**Extrait de page:**
══════════

Qu’importe si sa vie est un cul de sac ! il en a conscience, ne se cherche pas d’excuse et assume le sort qu’il s’est choisi. « Je préfère me brûler les ailes, quitte à mourir avant trente piges, que ranger les étagères d’un supermarché jusqu’à la fin de mes jours. De toute façon, je sais que je chercherai toujours le vide. » . La mort ne lui fait pas peur. « La mort n’est ni une fin, ni un commencement, elle n’est rien, pas même un bouleversement ». Sa vie ne se résume plus qu’à la dope et son univers à son pote Goran. Seule Julia, jeune étudiante, lui apporte de temps en temps un peu de lumière lorsqu’il se retrouve dans ses bras.

Même avec son père les liens finiront par se distendre, comme s’il fallait finir de rompre les amarres pour définitivement partir à la dérive. Lui qui lui a donné ce prénom qu’il ne supporte pas Un nom de prophète, donné à un type sans diplôme, qui préfère vendre de la came plutôt que de se trouver un boulot. »

A l’occasion d’une de leurs nombreuses virées dans un bar de la capitale, ils découvrent qu’à l’arrière de celui-ci se trouve une salle de jeux illégale. Il ne leur faudra pas beaucoup de temps pour que germe l’idée de braquer celle-ci pour se faire de fric et voir venir.

Le temps de monter une équipe et de préparer l’opération, et les voilà lancer dans une expédition sans retour. Le coup réussi, viendra alors le temps de la fuite, de la planque et de l’attente. Car leur forfait ne peut rester impuni aux yeux des truands qu’ils ont spoliés et qui mettent tout en œuvre pour les retrouver.

Mais dans ce monde de déchéance sans honneur, la trahison est une déesse perfide qui frappe sans prévenir. Dès lors, Abraham et Goran vont franchir une étape sans retour. « En refusant de fuir, j’ai conscience de faire du meurtre un acte fondateur ».

══════════

**Tâches:**
[1] Résumez en deux phrases l'extrait sur Abraham et Goran.
[2] Répondez aux questions suivantes à partir de l'extrait sur Abraham et Goran :
(a) Qui est Julia ?
(b) Où se trouve la salle de jeux illégale ?
(c) Quel travail le protagoniste refuse-t-il de faire jusqu'à la fin de ses jours ?
[3] Reprenez l'extrait sur Abraham et Goran là où il s'arrête.
La liste qui suit provient d'une autre source.

(Enregistrements d'un jeu de données)
══════════

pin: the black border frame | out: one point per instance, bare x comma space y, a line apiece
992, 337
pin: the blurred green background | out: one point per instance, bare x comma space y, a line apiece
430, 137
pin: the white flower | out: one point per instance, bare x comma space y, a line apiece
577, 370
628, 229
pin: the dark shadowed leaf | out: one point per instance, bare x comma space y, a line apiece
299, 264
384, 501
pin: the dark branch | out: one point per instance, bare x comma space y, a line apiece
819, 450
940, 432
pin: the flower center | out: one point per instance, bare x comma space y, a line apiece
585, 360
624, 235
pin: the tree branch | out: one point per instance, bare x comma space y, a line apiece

══════════

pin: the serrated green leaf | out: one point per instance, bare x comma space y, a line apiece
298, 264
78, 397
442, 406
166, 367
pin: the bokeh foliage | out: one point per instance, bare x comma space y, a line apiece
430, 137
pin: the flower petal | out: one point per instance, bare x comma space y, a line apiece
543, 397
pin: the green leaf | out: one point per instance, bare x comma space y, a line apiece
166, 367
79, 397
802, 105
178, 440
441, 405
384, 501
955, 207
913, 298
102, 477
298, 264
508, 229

══════════

**Réponses par tâche:**
[1] Le protagoniste, qui ne craint pas la mort, mène une vie réduite à la drogue et à son ami Goran, que Julia, une jeune étudiante, éclaire parfois. Après avoir découvert une salle de jeux illégale à l'arrière d'un bar de la capitale, ils montent une équipe pour la braquer, puis doivent fuir et se cacher face aux truands qui les recherchent, jusqu'à ce qu'une trahison pousse Abraham et Goran à franchir une étape sans retour.

[2]
(a) Une jeune étudiante.
(b) À l'arrière d'un bar de la capitale.
(c) Ranger les étagères d'un supermarché.

[3]
Jérémie GUEZ est véritablement un alchimiste des mots. Il décrit avec une maîtrise déconcertante la déchéance d’un homme qui se consume de l’intérieur, « j’ai entrepris de me détruire, je sais que tout à bousculé, que je ne ferai pas machine arrière. Je suis une personne, parmi des millions, qui se laisse dévorer par les flammes de son enfer..

Un homme qui se noie dans son propre destin qui le submerge, mais qui se débat encore avec la force du désespoir et se lance dans ce braquage, comme pour se prouver qu’il est encore vivant, et qui n’a plus que sa propre violence pour le clamer. « Ma conscience ne peut plus me désavouer. J’avais le choix entre la folie et la vie, entre ma raison et le mal, et j’ai fait mon choix. J’ai pris cette infâme décision, celle d’imposer partout ma violence, parce que je refusais de souffrir une seule seconde de plus."

 

Abraham brûle sa vie sous l’éclat de la ville de lumière, dont il n’est qu’un habitant de l’envers, lui habite Paname quand les autres visitent Paris. Et son Paname n’est pas celui des beaux quartiers. « A chaque fois que je croise des touristes, j’ai envie de leur cracher à la gueule. Croire que Paris c’est ca, des monuments propres et des petites rues commerçantes, pour les étudiants et les rupins. J’aimerai leur dire de venir chez moi voir ce qu’est Paris, qu’ils puissent regarder le taureau dans les yeux, sentir un peu son souffle, ne serait ce qu’une seconde, jusqu’à être pris de vertiges. Mais au fond ils s’en foutent. Ils veulent être rassurés. Tous ces connards veulent du propret, du confort, des paysages de carte postale. Ils veulent tuer ma ville. »

Un monde qu’il rejette mais dont il se sert pour survivre. Un monde à l’envers qui lui voue admiration alors qu’il crève de ne pouvoir vivre. « Tous ces connards qui culpabilisent d’être fils à papa et qui se rêvent une vie aventureuse, veulent être comme moi. Je les fascine parce que je suis capable de casser le nez de quelqu’un qui me regarde mal. Ils ne savent pas qu’au fond je les envie car non seulement ils sont friqués aux as, mais en plus ils sont cultivés

Ce roman n’est pas sans me rappeler un vieux film espagnol de Carlos Saura « De prisa, de prisa » (sorti en France sous le titre « Vivre vite »). Histoire de jeunes qui brûlent leur vie dans une course vertigineuse vers le chaos et l’autodestruction.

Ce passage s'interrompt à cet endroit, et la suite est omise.